## [Problem 1]
Print the passage of the blog post on nice Christians starting at "Published by nothing" and ending at "not have helped).".

## [Supplied text]
Published by nothing on June 12, 2015

Recently, a friend of mine shared an article she “liked” on Facebook. It was a diatribe on why Christians shouldn’t be nice to, or even tolerate, people they disagree with. It was so vitriolic toward its stated enemy: “nice Christians,” that I literally felt sick to my stomach while reading (my peanut butter cup & Diet Pepsi brunch might not have helped).

In the post, written by someone who is apparently a pretty popular Christian blogger, these “Nice Christians” were lambasted as “usually ignorant of scripture” and reduced to an image of Barney-level-nicety. Literally — he posted a picture of the friendly purple dinosaur and even mockingly wrote out an entire stanza of the children’s show theme song. I have so many problems with this that I have to use numbers (glad Barney taught me how to count!):

  1. Really? Nice Christians must only be nice because none of them have ever read the Bible? That’s as ridiculous as it is insulting. Let me pull a Wikipedia here for a second: source citation?
  2. When you attack someone’s credibility rather than the argument, it’s called an “ad hominum fallacy” and does nothing to discuss the actual issue.
  3. When you take it even further and reduce your opponent to a caricature, this is a “straw man fallacy” and all it does is reduce conversation to name calling. (The Bible would have been a much different read if Jesus had busted out “I know you are, but what am I?!”)
  4. If you’re going to call names, since when is it a bad thing to embody the qualities we try to teach children, like Barney is known for?! How twisted does your view of how God wants us to treat other people have to be that you think Barney is somehow the opposite of how we should treat people?

OK, the world of Christendom contains opposing viewpoints. We are all sure that we are right. It’s hard for me to fathom that someone thought that argument was right…but even when we are right, can we take a step back and ask the surprisingly glaring question: what good is being right?

When I was a kid, I didn’t care about getting A’s in school. I was too young to understand why it was important to try hard, but luckily the local mini-golf course offered free games and video game tokens for report cards with A’s on them. When that started, I started caring. As an adult, I don’t remember a single mini-golf score or what video games I gleefully played for free, but I’m glad that I tried harder now because looking back, I see the value of being educated.

In Hebrews, the Bible tells us that we should be teachers of God’s word, but instead we still need to be taught. In fact, the author goes as far as to say “you should be eating solid food, instead you still need milk!” From the onset of creation, throughout the Bible, we read stories of people who should have understod what God was trying to do, but they just never got it.

The Bible is a book (ok, series of books, poems, and letters) designed to help us “get it,” and because we don’t understand even that much, the author of Hebrews basically has to say “hey you, here’s some free tokens, you should be handing out tokens to kids by now, you should ‘get it,’ but you don’t, so here you go!”

Let’s be clear, if being right were a virtue, being a “know it all” would be a compliment, not an insult.

As Christians, we have to realize that being right is not a virtue, it’s a prerequisite. We should understand what God wants for us, so we can better be God’s agents of Change. The Pharisees knew more scripture word-for-word than most Christians today could even locate in the Bible. Studying and teaching the scripture was their life’s work. They were never once distracted from that work by new Game of Thrones episodes or pre-football tailgating. Yet, Jesus made it clear, he just didn’t care how right they were. He cared that despite all that knowledge, they still didn’t understand.

## [Items]

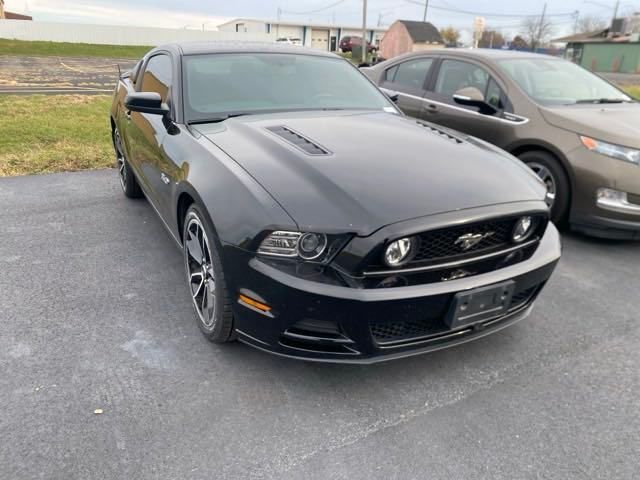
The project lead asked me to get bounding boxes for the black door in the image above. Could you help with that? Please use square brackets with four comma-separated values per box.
[128, 54, 176, 216]
[380, 57, 434, 118]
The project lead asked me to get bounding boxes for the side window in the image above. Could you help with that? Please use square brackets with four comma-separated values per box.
[385, 58, 433, 90]
[129, 60, 142, 85]
[435, 60, 489, 99]
[140, 55, 173, 102]
[384, 65, 399, 82]
[484, 78, 504, 110]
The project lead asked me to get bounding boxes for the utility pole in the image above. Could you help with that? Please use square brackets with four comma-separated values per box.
[533, 2, 547, 53]
[362, 0, 369, 63]
[611, 0, 620, 26]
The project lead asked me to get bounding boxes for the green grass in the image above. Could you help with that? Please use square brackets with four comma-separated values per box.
[0, 39, 152, 58]
[0, 95, 114, 176]
[620, 85, 640, 100]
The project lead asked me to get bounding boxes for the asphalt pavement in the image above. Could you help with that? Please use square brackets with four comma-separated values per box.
[0, 55, 135, 95]
[0, 170, 640, 480]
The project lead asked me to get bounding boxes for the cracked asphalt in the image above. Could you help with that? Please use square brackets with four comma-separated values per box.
[0, 170, 640, 480]
[0, 55, 135, 95]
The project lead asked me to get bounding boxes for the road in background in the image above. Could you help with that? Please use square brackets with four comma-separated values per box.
[0, 55, 135, 94]
[0, 170, 640, 480]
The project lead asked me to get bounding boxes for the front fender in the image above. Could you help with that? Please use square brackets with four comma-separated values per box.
[173, 132, 298, 248]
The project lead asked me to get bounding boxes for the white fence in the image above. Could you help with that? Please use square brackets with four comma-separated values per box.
[0, 20, 276, 46]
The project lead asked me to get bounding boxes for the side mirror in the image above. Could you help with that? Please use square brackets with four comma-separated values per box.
[453, 87, 498, 115]
[380, 88, 400, 103]
[124, 92, 169, 116]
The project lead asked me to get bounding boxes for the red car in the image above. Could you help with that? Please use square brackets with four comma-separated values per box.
[340, 37, 378, 53]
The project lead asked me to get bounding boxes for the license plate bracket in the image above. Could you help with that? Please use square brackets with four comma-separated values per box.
[445, 280, 515, 329]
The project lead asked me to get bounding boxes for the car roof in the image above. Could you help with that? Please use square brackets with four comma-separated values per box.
[382, 48, 562, 61]
[150, 41, 337, 58]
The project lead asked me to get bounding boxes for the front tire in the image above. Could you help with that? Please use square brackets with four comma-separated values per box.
[182, 204, 233, 343]
[113, 128, 142, 198]
[518, 150, 571, 225]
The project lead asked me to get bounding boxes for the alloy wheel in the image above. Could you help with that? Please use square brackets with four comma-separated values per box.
[113, 129, 128, 191]
[527, 162, 558, 208]
[184, 216, 216, 329]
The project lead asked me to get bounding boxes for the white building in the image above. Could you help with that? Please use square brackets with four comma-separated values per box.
[218, 18, 387, 52]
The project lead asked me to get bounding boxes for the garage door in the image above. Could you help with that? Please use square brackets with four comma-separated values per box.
[311, 28, 329, 50]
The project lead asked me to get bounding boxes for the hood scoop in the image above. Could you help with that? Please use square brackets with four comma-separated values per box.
[267, 125, 331, 156]
[416, 121, 462, 143]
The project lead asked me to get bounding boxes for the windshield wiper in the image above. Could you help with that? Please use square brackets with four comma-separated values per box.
[189, 112, 252, 125]
[576, 98, 625, 104]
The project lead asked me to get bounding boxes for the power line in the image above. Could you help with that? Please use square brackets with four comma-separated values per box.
[405, 0, 575, 18]
[280, 0, 346, 15]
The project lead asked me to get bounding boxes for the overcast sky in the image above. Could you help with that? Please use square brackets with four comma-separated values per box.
[5, 0, 640, 37]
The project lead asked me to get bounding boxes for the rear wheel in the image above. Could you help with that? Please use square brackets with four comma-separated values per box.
[182, 204, 233, 343]
[113, 128, 142, 198]
[518, 150, 571, 224]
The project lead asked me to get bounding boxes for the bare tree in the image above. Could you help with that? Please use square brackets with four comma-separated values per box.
[576, 15, 609, 33]
[521, 17, 553, 51]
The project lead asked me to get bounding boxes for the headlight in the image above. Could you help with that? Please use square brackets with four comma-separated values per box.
[384, 237, 416, 267]
[580, 135, 640, 165]
[511, 215, 537, 243]
[258, 230, 350, 263]
[298, 233, 327, 260]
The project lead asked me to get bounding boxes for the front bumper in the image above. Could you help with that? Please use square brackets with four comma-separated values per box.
[568, 146, 640, 236]
[224, 224, 560, 363]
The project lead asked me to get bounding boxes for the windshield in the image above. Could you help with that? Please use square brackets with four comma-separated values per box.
[184, 53, 395, 122]
[497, 58, 631, 105]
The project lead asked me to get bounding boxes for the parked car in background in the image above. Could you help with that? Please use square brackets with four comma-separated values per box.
[340, 37, 378, 53]
[363, 49, 640, 239]
[110, 43, 560, 363]
[276, 37, 302, 45]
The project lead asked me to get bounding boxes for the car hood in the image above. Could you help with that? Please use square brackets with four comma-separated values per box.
[197, 112, 545, 235]
[540, 103, 640, 148]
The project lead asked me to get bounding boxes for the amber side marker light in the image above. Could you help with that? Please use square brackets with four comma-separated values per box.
[238, 294, 271, 312]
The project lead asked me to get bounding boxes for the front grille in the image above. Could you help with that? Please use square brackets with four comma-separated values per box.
[369, 285, 541, 346]
[411, 217, 519, 263]
[363, 214, 547, 288]
[371, 319, 444, 343]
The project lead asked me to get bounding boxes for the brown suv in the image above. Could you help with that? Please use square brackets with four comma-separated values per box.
[363, 49, 640, 239]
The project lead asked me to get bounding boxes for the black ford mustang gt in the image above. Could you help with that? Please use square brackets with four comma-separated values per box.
[111, 43, 560, 363]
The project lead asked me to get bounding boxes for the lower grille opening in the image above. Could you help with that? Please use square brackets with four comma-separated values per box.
[369, 284, 543, 347]
[280, 318, 360, 355]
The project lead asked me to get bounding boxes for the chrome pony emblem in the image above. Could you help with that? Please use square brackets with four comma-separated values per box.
[454, 232, 494, 252]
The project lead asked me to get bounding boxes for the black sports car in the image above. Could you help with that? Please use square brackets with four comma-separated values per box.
[111, 43, 560, 363]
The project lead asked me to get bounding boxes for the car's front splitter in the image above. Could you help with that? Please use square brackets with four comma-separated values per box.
[225, 225, 560, 363]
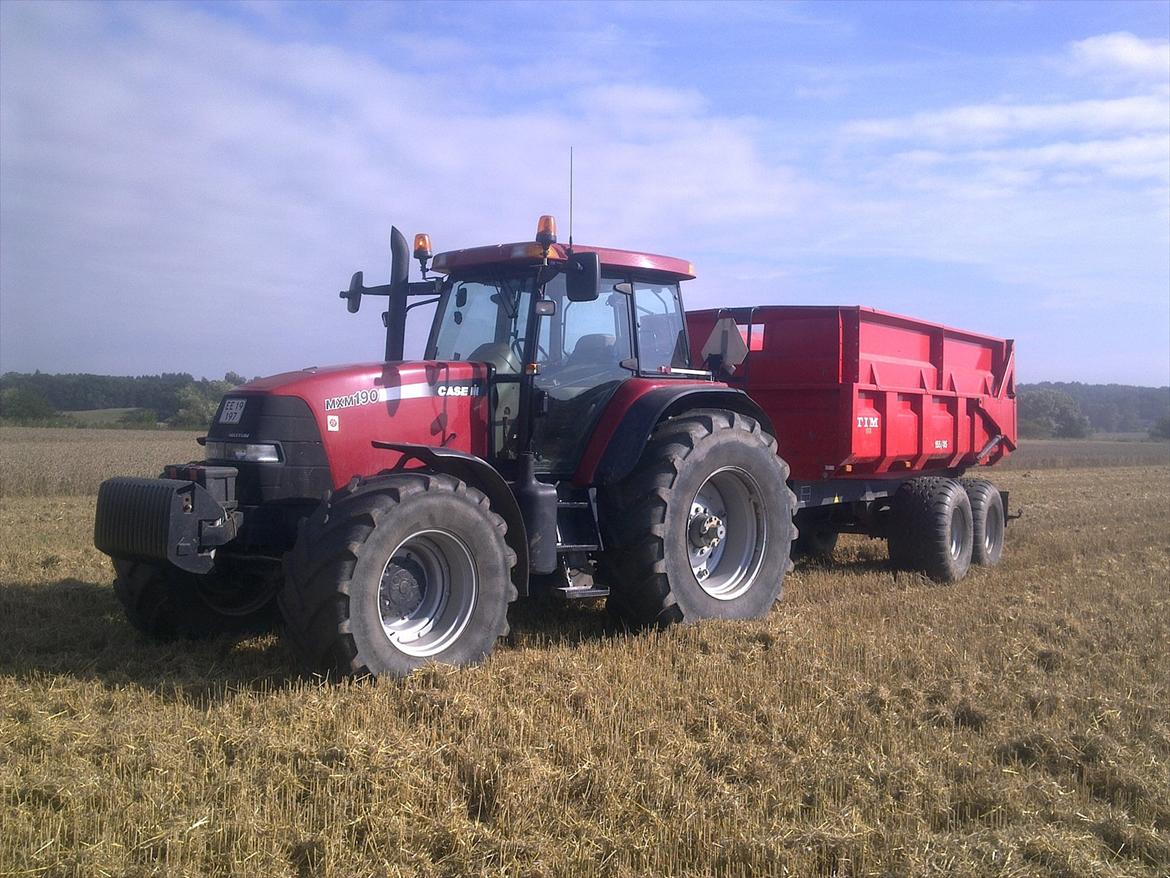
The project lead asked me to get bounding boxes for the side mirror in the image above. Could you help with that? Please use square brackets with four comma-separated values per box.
[700, 317, 748, 377]
[340, 272, 365, 314]
[565, 253, 601, 302]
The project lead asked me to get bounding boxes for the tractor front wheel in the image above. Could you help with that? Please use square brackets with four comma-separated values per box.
[601, 410, 796, 627]
[280, 473, 516, 677]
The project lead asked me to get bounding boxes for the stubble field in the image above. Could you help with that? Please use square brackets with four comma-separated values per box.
[0, 430, 1170, 878]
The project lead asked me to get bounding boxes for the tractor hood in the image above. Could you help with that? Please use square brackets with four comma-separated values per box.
[208, 361, 489, 487]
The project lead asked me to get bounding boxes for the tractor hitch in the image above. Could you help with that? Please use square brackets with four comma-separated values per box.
[94, 466, 243, 574]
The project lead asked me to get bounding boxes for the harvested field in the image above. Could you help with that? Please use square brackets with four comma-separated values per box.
[0, 427, 204, 496]
[1002, 439, 1170, 469]
[0, 431, 1170, 878]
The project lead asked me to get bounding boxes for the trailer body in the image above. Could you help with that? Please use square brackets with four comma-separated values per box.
[687, 306, 1016, 482]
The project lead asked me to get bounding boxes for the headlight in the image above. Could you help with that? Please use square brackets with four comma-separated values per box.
[204, 440, 281, 464]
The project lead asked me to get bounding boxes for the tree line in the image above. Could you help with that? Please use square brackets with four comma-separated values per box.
[0, 372, 1170, 439]
[0, 372, 246, 428]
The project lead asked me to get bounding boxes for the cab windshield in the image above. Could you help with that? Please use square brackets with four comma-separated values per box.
[426, 270, 536, 375]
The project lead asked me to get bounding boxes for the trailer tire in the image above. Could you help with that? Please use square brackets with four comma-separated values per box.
[113, 558, 278, 642]
[959, 479, 1004, 567]
[889, 475, 975, 582]
[600, 410, 797, 627]
[278, 473, 517, 677]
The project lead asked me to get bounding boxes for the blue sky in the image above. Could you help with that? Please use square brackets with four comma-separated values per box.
[0, 0, 1170, 384]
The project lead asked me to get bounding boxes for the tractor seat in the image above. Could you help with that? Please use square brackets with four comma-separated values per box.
[565, 332, 618, 366]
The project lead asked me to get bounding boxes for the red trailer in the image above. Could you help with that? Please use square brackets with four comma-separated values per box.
[687, 306, 1016, 481]
[687, 306, 1016, 579]
[94, 217, 1016, 674]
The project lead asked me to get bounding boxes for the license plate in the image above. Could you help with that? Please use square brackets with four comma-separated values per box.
[220, 399, 248, 424]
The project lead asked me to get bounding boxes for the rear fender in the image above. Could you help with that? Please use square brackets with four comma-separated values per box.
[373, 440, 529, 597]
[573, 384, 776, 486]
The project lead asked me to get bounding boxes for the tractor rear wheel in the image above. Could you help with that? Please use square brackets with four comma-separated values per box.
[959, 479, 1004, 567]
[601, 410, 796, 627]
[113, 558, 281, 640]
[888, 475, 975, 582]
[280, 473, 516, 677]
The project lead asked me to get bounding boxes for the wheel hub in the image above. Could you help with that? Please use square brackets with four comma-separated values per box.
[686, 467, 768, 601]
[381, 555, 427, 622]
[687, 512, 728, 555]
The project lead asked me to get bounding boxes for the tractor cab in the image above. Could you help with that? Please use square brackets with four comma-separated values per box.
[342, 217, 707, 479]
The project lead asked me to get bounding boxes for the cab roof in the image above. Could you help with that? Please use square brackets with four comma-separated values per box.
[431, 241, 695, 281]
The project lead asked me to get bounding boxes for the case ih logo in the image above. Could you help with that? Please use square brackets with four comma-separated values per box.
[439, 384, 480, 397]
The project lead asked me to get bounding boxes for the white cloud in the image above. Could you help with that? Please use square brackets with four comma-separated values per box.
[844, 95, 1170, 144]
[1068, 30, 1170, 84]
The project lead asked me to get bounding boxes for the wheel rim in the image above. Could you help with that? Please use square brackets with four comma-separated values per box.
[983, 503, 1004, 557]
[378, 530, 480, 658]
[687, 467, 768, 601]
[950, 506, 970, 561]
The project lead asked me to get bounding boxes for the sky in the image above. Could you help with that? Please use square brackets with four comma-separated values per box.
[0, 0, 1170, 385]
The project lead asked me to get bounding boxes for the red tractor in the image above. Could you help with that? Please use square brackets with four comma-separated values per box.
[95, 217, 1016, 674]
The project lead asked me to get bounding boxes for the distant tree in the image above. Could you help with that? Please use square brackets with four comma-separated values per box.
[118, 409, 158, 430]
[167, 379, 232, 430]
[1016, 390, 1090, 439]
[0, 387, 57, 424]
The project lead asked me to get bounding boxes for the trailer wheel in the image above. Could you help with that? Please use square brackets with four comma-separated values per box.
[959, 479, 1004, 567]
[600, 410, 796, 627]
[889, 475, 975, 582]
[113, 558, 280, 640]
[280, 473, 517, 677]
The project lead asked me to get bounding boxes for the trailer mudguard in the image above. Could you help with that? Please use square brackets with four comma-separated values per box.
[573, 382, 776, 486]
[371, 439, 529, 597]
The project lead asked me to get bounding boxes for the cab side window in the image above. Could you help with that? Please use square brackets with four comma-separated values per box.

## [Problem 2]
Edit the rows starting at the line that contains "the tractor seat" and ending at the line that contains "[565, 332, 618, 366]", replacing "project lead" with "team lead" and changing nothing else. Return only those lines.

## [Answer 1]
Published by nothing on June 12, 2015

Recently, a friend of mine shared an article she “liked” on Facebook. It was a diatribe on why Christians shouldn’t be nice to, or even tolerate, people they disagree with. It was so vitriolic toward its stated enemy: “nice Christians,” that I literally felt sick to my stomach while reading (my peanut butter cup & Diet Pepsi brunch might not have helped).

## [Answer 2]
The team lead asked me to get bounding boxes for the tractor seat in the image above. Could you help with that? Please use square brackets with four comma-separated values per box.
[565, 332, 618, 366]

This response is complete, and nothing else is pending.